[Segmentation mask data]

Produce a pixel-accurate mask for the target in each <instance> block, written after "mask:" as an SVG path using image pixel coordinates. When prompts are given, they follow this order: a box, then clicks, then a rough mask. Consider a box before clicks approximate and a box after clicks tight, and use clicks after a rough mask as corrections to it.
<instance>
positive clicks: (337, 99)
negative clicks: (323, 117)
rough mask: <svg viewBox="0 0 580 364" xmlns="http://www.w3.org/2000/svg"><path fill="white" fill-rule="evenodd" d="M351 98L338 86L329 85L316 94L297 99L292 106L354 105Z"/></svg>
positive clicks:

▸ Task instructions
Lines from the one containing "positive clicks: (337, 99)" through the last line of the records, restated word for word: that is the whole response.

▸ Output below
positive clicks: (337, 99)
negative clicks: (323, 117)
rough mask: <svg viewBox="0 0 580 364" xmlns="http://www.w3.org/2000/svg"><path fill="white" fill-rule="evenodd" d="M351 98L338 86L329 85L316 94L297 99L292 106L354 105Z"/></svg>
positive clicks:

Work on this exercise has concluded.